Task directions: Extract all of the entries and give them again, word for word.

--------------------

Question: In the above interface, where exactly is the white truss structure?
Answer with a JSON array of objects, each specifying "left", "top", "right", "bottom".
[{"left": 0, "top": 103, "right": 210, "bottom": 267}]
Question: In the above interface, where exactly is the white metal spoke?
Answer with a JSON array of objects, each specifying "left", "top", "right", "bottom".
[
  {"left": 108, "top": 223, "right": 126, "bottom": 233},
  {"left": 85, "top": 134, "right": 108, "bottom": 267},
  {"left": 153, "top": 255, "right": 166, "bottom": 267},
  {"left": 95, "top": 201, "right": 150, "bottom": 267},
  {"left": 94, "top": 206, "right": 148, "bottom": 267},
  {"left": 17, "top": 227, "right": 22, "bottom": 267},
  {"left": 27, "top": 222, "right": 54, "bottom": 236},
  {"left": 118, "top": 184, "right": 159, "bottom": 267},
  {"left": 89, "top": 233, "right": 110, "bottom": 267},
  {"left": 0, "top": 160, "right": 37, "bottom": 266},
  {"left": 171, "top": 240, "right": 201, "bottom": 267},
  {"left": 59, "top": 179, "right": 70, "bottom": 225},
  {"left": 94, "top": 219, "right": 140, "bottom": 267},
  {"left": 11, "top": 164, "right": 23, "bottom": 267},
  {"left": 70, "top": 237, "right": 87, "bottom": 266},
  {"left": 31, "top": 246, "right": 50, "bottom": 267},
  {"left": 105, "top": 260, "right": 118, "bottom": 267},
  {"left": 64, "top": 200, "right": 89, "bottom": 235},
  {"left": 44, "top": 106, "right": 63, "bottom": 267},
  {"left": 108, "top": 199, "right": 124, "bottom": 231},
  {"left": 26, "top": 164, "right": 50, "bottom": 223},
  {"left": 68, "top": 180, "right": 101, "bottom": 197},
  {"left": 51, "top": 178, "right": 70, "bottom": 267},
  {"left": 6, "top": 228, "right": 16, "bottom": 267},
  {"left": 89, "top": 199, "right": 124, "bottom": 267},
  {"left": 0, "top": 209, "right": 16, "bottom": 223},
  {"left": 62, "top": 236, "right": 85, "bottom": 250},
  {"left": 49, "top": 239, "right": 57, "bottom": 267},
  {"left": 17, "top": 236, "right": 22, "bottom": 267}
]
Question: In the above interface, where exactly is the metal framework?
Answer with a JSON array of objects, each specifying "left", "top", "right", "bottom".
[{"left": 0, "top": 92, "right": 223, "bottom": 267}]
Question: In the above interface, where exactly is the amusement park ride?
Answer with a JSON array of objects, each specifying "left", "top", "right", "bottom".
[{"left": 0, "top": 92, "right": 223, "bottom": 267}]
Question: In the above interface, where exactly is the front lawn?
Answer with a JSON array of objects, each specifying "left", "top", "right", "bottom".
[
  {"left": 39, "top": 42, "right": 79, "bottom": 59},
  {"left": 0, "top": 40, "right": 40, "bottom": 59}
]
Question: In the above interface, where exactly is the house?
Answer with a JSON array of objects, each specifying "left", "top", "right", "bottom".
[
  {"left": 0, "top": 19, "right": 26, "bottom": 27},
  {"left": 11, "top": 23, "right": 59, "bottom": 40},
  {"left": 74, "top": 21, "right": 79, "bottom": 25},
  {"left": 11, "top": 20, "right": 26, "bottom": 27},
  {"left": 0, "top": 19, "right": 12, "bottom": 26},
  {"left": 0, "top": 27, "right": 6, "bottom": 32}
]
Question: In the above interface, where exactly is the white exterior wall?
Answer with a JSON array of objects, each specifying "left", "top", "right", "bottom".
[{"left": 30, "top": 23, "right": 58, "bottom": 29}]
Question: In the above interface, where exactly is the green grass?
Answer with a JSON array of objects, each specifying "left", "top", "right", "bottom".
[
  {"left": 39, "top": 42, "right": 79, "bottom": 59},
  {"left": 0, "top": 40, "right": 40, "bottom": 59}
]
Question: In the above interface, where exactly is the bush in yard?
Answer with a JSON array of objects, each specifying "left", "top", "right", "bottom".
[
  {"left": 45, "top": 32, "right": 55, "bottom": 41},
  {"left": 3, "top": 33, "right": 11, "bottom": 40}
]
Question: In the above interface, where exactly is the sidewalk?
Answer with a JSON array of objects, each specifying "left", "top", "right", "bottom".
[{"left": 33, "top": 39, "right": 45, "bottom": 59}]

--------------------

Task result:
Question: In the above interface, where exactly is the white truss structure?
Answer with a JSON array of objects, each specifying "left", "top", "right", "bottom".
[{"left": 0, "top": 103, "right": 210, "bottom": 267}]
Question: In the above interface, where exactly is the white metal spoke?
Answer with a JSON array of objects, each specifying "left", "top", "right", "bottom".
[
  {"left": 108, "top": 223, "right": 126, "bottom": 233},
  {"left": 85, "top": 134, "right": 108, "bottom": 267},
  {"left": 153, "top": 255, "right": 166, "bottom": 267},
  {"left": 95, "top": 201, "right": 150, "bottom": 267},
  {"left": 94, "top": 206, "right": 148, "bottom": 267},
  {"left": 17, "top": 227, "right": 22, "bottom": 267},
  {"left": 27, "top": 222, "right": 54, "bottom": 236},
  {"left": 118, "top": 184, "right": 159, "bottom": 267},
  {"left": 89, "top": 233, "right": 110, "bottom": 267},
  {"left": 0, "top": 160, "right": 37, "bottom": 266},
  {"left": 171, "top": 240, "right": 201, "bottom": 267},
  {"left": 59, "top": 179, "right": 70, "bottom": 225},
  {"left": 94, "top": 219, "right": 140, "bottom": 267},
  {"left": 11, "top": 164, "right": 23, "bottom": 267},
  {"left": 70, "top": 237, "right": 87, "bottom": 266},
  {"left": 31, "top": 246, "right": 50, "bottom": 267},
  {"left": 105, "top": 260, "right": 118, "bottom": 267},
  {"left": 64, "top": 200, "right": 89, "bottom": 235},
  {"left": 44, "top": 106, "right": 63, "bottom": 267},
  {"left": 108, "top": 199, "right": 124, "bottom": 231},
  {"left": 26, "top": 164, "right": 50, "bottom": 223},
  {"left": 68, "top": 180, "right": 101, "bottom": 197},
  {"left": 51, "top": 178, "right": 70, "bottom": 267},
  {"left": 6, "top": 228, "right": 16, "bottom": 267},
  {"left": 89, "top": 199, "right": 124, "bottom": 267},
  {"left": 0, "top": 209, "right": 16, "bottom": 223},
  {"left": 62, "top": 236, "right": 85, "bottom": 250},
  {"left": 49, "top": 239, "right": 57, "bottom": 267},
  {"left": 17, "top": 236, "right": 22, "bottom": 267}
]
Question: In the above interface, where exactly is the metal framework?
Answer with a JSON array of objects, each specifying "left", "top", "right", "bottom".
[{"left": 0, "top": 92, "right": 223, "bottom": 267}]
Question: In the above interface, where exactly is the amusement park ride?
Answer with a JSON array of objects, each specifying "left", "top", "right", "bottom".
[{"left": 0, "top": 92, "right": 223, "bottom": 267}]
Question: In the above interface, where exactly is the front lawn?
Answer with a JSON array of objects, each specifying "left", "top", "right", "bottom".
[
  {"left": 39, "top": 42, "right": 79, "bottom": 59},
  {"left": 0, "top": 40, "right": 40, "bottom": 59}
]
Question: In the above interface, where exactly is the house?
Answer with a JSON array of objects, each specifying "left", "top", "right", "bottom".
[
  {"left": 0, "top": 19, "right": 26, "bottom": 27},
  {"left": 11, "top": 23, "right": 59, "bottom": 40},
  {"left": 74, "top": 21, "right": 79, "bottom": 25},
  {"left": 11, "top": 20, "right": 26, "bottom": 27},
  {"left": 0, "top": 19, "right": 12, "bottom": 26},
  {"left": 0, "top": 27, "right": 6, "bottom": 32}
]
Question: In the above interface, where exactly is the white exterior wall?
Answer with a JSON array of objects, each specifying "left", "top", "right", "bottom".
[{"left": 30, "top": 23, "right": 58, "bottom": 29}]
Question: In the above interface, where exactly is the green grass?
Answer with a JSON array of objects, each specifying "left", "top", "right", "bottom".
[
  {"left": 39, "top": 42, "right": 79, "bottom": 59},
  {"left": 0, "top": 40, "right": 40, "bottom": 59}
]
Question: In the above interface, where exactly is the bush in yard?
Answer with a JSON array of objects, each specifying "left", "top", "right", "bottom".
[
  {"left": 45, "top": 32, "right": 55, "bottom": 41},
  {"left": 3, "top": 33, "right": 11, "bottom": 40}
]
Question: In the above interface, where exactly is the sidewalk?
Answer with a JSON array of objects, each specifying "left", "top", "right", "bottom".
[{"left": 33, "top": 39, "right": 45, "bottom": 59}]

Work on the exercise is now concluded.